> _Task instructions_
An exact copy of the entries, with every picture omitted, is what is needed here.

Segment Start: Extracted information

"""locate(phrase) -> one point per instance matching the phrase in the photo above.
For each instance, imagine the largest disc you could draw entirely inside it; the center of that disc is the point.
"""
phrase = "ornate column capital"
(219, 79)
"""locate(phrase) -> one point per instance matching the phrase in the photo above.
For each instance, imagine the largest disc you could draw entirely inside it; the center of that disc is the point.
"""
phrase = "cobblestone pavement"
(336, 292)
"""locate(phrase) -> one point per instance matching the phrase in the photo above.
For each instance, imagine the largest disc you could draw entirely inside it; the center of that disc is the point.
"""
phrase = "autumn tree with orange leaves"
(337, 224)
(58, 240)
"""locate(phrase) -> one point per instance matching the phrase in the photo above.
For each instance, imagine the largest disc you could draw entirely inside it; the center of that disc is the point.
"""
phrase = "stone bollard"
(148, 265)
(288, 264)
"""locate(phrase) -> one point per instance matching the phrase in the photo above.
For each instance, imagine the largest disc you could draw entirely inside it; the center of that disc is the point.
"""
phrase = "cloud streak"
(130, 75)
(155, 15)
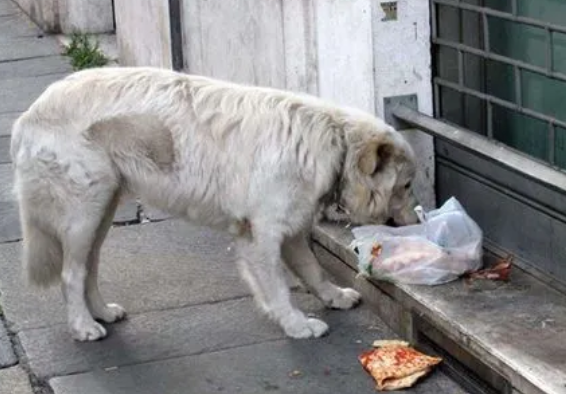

Segment End: Extracted information

> _Solved problem_
"""locate(phrase) -> one point per instance matching the phrase in the photo above.
For each instance, imagine the largest disc you could draw entirely inside it; the center of that disc is the point.
"""
phrase = "ornate column capital"
(219, 79)
"""locate(phrase) -> one point per instance matching the phrase in the photo above.
For each instance, imagine the largest disc you could draw entirely inside it; the center of that disc is the point.
"""
phrase = "cobblestone pavement"
(336, 292)
"""locate(phrase) -> one point per instance matching the phrase in the photo above.
For each instance, imagine the largest disc you could draw entirely inside it; the center of that disc is the point.
"""
phrase = "autumn tree with orange leaves"
(337, 224)
(58, 240)
"""locate(phrase) -> one point per instance matching the phrase in the photo above.
For each instance, imagine the largest disc you could draw entirely inside it; the center of that disc is the point.
"""
phrase = "stone bollard"
(148, 265)
(288, 264)
"""locate(phrase) -> one point per instance matching the phrase in the photo above.
For each instance, imagine the largest disc you could draw entirely inside it; the center of that disc is the point.
"""
phrase = "cloud streak"
(130, 75)
(155, 15)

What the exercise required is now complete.